[PROVIDED PASSAGE]
---

Beyond Graph Convolution Networks

A Dive into Advanced Graph Neural Network Architectures

Aishwarya Jadhav
Towards Data Science

--

Graph Neural Networks, though a fairly new concept, has gained immense popularity as an interesting methodology of analyzing graphs, the deep learning way. Being able to naturally fit many real-world datasets, which have an inherent graph structure, GNNs have found applications in many different domains from online advertising to road traffic prediction and drug designing. This blog post: Applications of Graph Neural Networks enumerates the variety of areas where GNNs have achieved significant results.

The early GNNs would learn a target node’s representation by propagating neighbour information in an iterative manner until a stable fixed point is reached. However, GNNs hardly stayed in this nascent form, quickly adopting ideas from other successful areas of deep learning to evolve to the architecture we know today as Graph Convolution Networks.

---

[CHALLENGE A] Report every line of the entries that contains the string "lawn", treating case as significant.

---

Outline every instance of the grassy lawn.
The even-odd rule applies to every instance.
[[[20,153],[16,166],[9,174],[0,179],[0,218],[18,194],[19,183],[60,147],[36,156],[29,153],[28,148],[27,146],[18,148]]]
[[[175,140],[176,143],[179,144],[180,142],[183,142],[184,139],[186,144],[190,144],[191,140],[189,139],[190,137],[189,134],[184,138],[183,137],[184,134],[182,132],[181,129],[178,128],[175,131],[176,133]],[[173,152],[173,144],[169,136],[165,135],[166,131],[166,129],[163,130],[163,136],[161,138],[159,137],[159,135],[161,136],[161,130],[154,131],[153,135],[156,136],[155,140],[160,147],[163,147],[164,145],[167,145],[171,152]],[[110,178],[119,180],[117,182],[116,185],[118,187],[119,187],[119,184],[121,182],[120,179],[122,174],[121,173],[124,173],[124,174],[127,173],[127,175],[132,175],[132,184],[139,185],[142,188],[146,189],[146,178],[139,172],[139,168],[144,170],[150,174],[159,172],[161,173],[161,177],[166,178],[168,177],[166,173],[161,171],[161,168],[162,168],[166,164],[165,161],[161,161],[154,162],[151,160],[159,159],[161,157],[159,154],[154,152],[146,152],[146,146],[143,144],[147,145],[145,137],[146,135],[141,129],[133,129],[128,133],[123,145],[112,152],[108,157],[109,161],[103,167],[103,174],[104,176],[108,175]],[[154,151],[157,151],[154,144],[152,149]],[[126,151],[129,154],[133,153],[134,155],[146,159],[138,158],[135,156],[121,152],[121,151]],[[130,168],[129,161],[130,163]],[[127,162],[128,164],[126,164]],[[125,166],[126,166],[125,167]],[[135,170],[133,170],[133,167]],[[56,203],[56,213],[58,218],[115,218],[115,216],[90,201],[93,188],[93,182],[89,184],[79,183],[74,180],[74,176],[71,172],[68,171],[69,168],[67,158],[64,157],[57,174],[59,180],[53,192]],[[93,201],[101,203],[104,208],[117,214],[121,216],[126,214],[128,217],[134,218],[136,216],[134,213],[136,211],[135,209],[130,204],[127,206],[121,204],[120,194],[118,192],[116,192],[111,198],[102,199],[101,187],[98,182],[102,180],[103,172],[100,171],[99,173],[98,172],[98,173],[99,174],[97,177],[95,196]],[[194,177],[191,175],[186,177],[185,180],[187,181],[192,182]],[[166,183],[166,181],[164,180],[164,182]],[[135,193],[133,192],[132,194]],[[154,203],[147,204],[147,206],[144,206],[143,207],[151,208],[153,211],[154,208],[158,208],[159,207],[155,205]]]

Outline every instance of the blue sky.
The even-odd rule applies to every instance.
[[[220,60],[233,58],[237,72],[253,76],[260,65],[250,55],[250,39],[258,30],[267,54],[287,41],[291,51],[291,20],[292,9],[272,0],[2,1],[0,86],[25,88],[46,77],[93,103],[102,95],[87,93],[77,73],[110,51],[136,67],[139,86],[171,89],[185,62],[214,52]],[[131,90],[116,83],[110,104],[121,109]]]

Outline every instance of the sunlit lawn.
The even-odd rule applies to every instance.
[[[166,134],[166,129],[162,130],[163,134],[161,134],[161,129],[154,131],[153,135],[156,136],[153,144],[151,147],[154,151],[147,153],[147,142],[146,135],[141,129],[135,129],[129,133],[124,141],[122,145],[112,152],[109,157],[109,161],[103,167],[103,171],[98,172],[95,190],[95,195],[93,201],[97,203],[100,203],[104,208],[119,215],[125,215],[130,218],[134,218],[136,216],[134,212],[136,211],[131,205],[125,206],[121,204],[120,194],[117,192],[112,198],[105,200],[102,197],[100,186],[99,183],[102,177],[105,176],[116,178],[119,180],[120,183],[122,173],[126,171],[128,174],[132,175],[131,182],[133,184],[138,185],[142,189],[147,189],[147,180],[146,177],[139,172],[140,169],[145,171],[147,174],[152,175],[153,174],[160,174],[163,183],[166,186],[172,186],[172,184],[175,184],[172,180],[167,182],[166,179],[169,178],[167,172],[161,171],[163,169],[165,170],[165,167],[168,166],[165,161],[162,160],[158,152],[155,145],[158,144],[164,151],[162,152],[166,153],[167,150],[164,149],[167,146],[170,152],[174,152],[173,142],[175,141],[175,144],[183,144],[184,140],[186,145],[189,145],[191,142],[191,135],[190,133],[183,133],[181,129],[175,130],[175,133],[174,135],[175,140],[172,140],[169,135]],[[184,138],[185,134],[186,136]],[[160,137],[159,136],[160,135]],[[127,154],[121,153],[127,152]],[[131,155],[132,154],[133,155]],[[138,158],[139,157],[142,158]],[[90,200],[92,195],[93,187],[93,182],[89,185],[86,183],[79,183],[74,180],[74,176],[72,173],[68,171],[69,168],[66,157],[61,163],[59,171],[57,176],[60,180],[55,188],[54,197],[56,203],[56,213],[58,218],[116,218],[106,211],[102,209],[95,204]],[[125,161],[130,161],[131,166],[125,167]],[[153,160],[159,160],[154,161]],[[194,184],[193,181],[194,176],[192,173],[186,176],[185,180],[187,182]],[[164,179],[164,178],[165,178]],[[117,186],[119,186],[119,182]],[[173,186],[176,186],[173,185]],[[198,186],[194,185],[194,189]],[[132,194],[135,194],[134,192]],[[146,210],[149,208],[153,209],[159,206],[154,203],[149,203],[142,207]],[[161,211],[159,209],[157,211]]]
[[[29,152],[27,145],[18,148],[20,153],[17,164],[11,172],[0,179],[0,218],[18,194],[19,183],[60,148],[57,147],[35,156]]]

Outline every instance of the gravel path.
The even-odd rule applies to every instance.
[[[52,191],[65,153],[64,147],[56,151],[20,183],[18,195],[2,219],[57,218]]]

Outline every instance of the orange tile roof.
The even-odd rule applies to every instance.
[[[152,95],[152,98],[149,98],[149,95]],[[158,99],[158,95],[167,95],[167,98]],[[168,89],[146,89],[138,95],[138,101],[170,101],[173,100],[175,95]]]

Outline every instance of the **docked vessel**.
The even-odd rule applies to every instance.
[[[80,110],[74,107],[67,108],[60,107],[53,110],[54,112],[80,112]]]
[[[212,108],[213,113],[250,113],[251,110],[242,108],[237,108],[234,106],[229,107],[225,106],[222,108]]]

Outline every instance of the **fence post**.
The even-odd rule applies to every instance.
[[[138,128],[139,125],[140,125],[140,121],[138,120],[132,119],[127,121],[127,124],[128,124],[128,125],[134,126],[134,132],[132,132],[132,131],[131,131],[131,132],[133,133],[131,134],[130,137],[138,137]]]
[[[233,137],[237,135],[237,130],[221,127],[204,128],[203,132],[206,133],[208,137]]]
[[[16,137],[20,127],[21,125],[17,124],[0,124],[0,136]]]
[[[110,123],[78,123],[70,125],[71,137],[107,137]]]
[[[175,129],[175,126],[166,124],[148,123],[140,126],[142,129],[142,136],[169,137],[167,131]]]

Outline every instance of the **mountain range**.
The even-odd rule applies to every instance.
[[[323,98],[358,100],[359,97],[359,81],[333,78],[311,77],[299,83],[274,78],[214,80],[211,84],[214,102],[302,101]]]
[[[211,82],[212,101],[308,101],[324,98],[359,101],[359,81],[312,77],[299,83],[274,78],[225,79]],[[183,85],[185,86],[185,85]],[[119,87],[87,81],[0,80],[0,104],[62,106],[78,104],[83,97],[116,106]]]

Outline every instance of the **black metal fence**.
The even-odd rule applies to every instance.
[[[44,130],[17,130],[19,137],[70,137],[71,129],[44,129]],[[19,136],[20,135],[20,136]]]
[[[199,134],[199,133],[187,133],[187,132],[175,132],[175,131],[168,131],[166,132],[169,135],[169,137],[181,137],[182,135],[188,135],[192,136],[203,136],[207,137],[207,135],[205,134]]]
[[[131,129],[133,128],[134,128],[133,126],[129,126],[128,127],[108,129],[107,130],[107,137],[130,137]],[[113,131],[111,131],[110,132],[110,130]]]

---

[CHALLENGE B] Return the part of the Graph Neural Networks text from "Aishwarya Jadhav" up to and including "Graph Convolution Networks.", copied word for word.

[EXPECTED OUTPUT A]
Outline every instance of the grassy lawn.
Outline every instance of the sunlit lawn.

[EXPECTED OUTPUT B]
Aishwarya Jadhav
Towards Data Science

--

Graph Neural Networks, though a fairly new concept, has gained immense popularity as an interesting methodology of analyzing graphs, the deep learning way. Being able to naturally fit many real-world datasets, which have an inherent graph structure, GNNs have found applications in many different domains from online advertising to road traffic prediction and drug designing. This blog post: Applications of Graph Neural Networks enumerates the variety of areas where GNNs have achieved significant results.

The early GNNs would learn a target node’s representation by propagating neighbour information in an iterative manner until a stable fixed point is reached. However, GNNs hardly stayed in this nascent form, quickly adopting ideas from other successful areas of deep learning to evolve to the architecture we know today as Graph Convolution Networks.